_What you should do_
Without the pictures, copy the entries below word for word.

_Input records_
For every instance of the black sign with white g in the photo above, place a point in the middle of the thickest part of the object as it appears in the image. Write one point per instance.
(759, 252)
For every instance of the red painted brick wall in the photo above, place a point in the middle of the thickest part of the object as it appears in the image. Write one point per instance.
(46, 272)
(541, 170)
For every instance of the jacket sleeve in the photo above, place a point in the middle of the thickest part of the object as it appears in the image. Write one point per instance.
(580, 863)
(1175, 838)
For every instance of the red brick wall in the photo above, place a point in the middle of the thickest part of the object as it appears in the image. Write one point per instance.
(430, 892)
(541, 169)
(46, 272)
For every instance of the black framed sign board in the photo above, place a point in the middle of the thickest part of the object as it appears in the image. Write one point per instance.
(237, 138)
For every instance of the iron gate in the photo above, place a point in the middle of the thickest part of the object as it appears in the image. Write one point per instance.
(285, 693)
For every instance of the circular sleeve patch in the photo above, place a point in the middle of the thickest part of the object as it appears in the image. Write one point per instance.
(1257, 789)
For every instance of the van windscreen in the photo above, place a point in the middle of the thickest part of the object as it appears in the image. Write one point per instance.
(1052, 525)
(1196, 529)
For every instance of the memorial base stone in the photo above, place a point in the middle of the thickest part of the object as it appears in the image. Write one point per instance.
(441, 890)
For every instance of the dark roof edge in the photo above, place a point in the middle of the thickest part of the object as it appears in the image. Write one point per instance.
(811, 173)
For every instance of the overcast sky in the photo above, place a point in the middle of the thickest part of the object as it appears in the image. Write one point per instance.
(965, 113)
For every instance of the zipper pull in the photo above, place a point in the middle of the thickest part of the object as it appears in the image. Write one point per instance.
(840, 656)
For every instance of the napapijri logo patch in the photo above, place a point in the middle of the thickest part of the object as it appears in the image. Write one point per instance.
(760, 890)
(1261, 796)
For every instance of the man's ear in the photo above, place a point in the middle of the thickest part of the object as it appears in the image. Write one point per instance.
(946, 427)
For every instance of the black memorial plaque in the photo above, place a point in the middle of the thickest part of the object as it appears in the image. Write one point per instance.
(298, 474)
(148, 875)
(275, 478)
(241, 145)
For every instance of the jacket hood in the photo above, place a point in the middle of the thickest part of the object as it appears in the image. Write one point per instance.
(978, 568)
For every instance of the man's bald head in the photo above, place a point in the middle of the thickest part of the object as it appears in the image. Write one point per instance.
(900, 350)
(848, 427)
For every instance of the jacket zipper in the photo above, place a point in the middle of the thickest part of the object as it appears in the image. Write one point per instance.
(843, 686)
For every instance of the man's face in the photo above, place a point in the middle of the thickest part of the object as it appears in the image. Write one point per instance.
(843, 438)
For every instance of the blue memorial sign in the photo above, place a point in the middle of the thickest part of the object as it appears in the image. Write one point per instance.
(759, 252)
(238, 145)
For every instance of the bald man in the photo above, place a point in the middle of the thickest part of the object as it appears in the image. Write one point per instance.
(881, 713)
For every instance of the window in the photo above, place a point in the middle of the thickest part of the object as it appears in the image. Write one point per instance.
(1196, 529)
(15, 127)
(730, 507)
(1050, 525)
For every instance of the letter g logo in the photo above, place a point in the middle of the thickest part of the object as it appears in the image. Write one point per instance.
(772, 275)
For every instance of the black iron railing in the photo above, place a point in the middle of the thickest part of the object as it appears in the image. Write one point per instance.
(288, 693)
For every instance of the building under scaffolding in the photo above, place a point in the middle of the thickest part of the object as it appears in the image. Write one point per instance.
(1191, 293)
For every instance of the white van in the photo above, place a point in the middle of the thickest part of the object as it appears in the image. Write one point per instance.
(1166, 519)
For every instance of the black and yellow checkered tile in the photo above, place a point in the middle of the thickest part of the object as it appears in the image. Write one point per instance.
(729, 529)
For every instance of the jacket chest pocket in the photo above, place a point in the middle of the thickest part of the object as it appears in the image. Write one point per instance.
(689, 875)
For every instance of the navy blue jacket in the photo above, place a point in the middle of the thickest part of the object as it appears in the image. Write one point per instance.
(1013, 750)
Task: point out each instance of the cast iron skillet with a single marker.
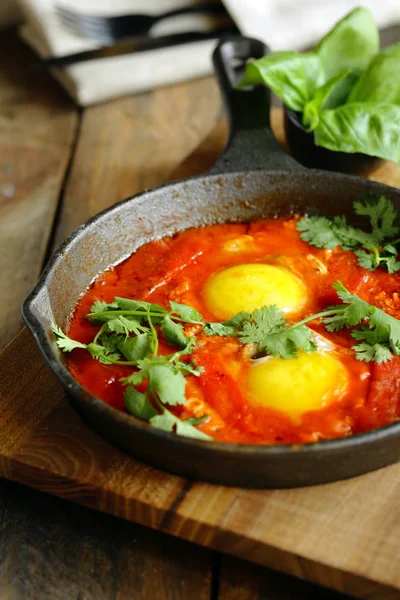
(254, 178)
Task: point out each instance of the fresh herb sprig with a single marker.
(373, 248)
(130, 329)
(128, 336)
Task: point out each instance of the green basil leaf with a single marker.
(380, 82)
(365, 127)
(290, 75)
(351, 44)
(322, 96)
(138, 404)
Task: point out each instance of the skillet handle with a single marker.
(251, 144)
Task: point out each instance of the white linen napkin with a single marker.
(282, 24)
(9, 13)
(299, 24)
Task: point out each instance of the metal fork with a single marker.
(107, 30)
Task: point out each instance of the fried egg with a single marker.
(249, 286)
(295, 386)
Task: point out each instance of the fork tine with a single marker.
(92, 28)
(96, 21)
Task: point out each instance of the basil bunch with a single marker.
(347, 91)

_Written reply_
For every instance of the black sign with white g in the photo above, place a point in the middle of the thickest part of the object as it appears in the image. Write one point per instance.
(759, 252)
For every instance of the red painted brick wall in the photo above, place a point in the middle of the thickest part of the object as it appears in the image. Write one point per instance.
(46, 272)
(541, 170)
For every instance of the jacket sleeve in the photo above, place a point in the middle of the thickest part of the object as it appears in the image. Write one point per instance.
(580, 863)
(1175, 838)
For every instance of the red brick wall in the photo above, place a point in the middle of the thickest part of the object as it appears in the image. Write one point per instance.
(430, 892)
(541, 169)
(46, 272)
For every instance of the black framed sign board in the photo above, place a point in the middle of the thickest part of the object as it appears in the image. Write one point per instance.
(237, 138)
For every instance of the iron gate in the photo above, place a point in the middle of the thickest part of the object as it appears in the image. Write one point per instance.
(285, 693)
For every instance of the circular sleeve patch in the photo above, place a point in the middle of the thickest part of the object as it appears in the image. Write one point per instance.
(1257, 789)
For every instance of the van windscreen in the photo above, place a point in the middle of the thickest part of the object as it appears in the image. Write one point per instance.
(1052, 525)
(1196, 529)
For every instance of the memorial base stone in the photo above, place a point in the middle of the thickest part of the object as it appears in the image. Write one point per instance.
(441, 890)
For every instance of the dark roof edge in the photo above, place a point in the middle of the thickest part of the object as it appears in the image. Write one point per instance.
(811, 173)
For every instance of the overcast sky in the photo above, place a point in the middle of the thickest part of the object as it appears in the image. Write one point per instance.
(965, 113)
For every instance of the zipper pull in the photo above, place a point in the middle of the thickest part of the object as it appears in the image. Write one point per instance.
(840, 656)
For every instance of the napapijri logo patch in the photo above, place a point in the middle of the thickest part of the object as it appears in the image. Write one point per instance.
(760, 890)
(1261, 796)
For every instance of the man's ear in the photo above, place a point in the middle of the thickest part of the object as it appears in the image. Write one point per instance.
(946, 427)
For every instance of the black memorial plaque in the photo above, place a point in the middle of the thickest part of the object as it appears in the image. Write one point per instance.
(298, 474)
(148, 875)
(275, 478)
(241, 145)
For every instance of the jacket hood in the photo above, place a point in the middle of the thickest part of the object as it appears in the image. Write one point per instance.
(978, 568)
For every instance of the man's bald head in the photo above, place a point in the middle of the thickest part of the object as it appears in the image. Write one point per instance.
(900, 350)
(848, 427)
For every instance of the jacket zipper in the photo above, place a point in the middle of the thickest part of the object as it appears in the image. Write one point per instance.
(843, 686)
For every instance of the man's face in the photo above, place a point in the middle of the thickest part of the object as it appears in the image. Write one point per instance.
(843, 438)
For every instance of the blue memorial sign in the photo above, place a point in the middle of the thickest part of the object as it appears in the image. Write one point per instance.
(759, 252)
(238, 145)
For every instance of the bald man in the photo above, place a point in the middle of the thickest part of the object as it appears in the image. Write one point per instance.
(881, 713)
For every instance of the window in the photo above, place a point in the middle of the thickest part of the object as it appears in the image. Write one point per instance.
(1196, 529)
(15, 127)
(730, 507)
(1050, 525)
For every instance of the letter g logo in the photo above, place a point in the middle of the thickest part of the object as it appears in the image. Write one point per instance.
(772, 275)
For every instance of the black iron railing in the photo above, place a point in the middle of the thickest part of the object as it appears in the image. Write one point per instance.
(288, 693)
For every instance of the building under scaffolding in the photo above, place a point in the middle of the thickest part of the object as it appears in the image. Write one point per instance.
(1191, 293)
For every instance of the white van in the photo above, place a point in the middle of the thickest part of the object as it appears in the image. Write one point per instance.
(1166, 519)
For every instance of the black and yellow checkered tile in the photo above, place a point in the middle of the thickest part of the object as it appears in the image. Write one point per instance.
(729, 529)
For every instance of the jacket chest pocket in the photo above, place a point in the middle of the thickest part of the object as it appears in the image. Write one point per instance.
(689, 875)
For every instance of the navy blue jacket in the photo above, place a point in the middle of the thickest part of the object as it appears in the image. Write one point per instance.
(1013, 750)
Task: point out each instance of the cast iron skillet with a single marker.
(254, 178)
Task: point out each instance of the fresh herb sprig with a single marker.
(373, 248)
(130, 329)
(128, 336)
Task: point out each instance of the green basil leaf with a single marker.
(380, 82)
(365, 127)
(290, 75)
(351, 44)
(322, 96)
(138, 404)
Task: point out each instance of the skillet handle with a single marker.
(251, 144)
Task: point out each instance of the white linen napkin with a single marker.
(282, 24)
(9, 13)
(299, 24)
Task: point out each instance of the metal fork with a single marker.
(107, 30)
Task: point out each instance of the fried egg with a single marker.
(249, 286)
(295, 386)
Task: point out each instance of the fork tine with a single marker.
(92, 28)
(96, 21)
Task: point out each instance of the basil bunch with a single marker.
(347, 91)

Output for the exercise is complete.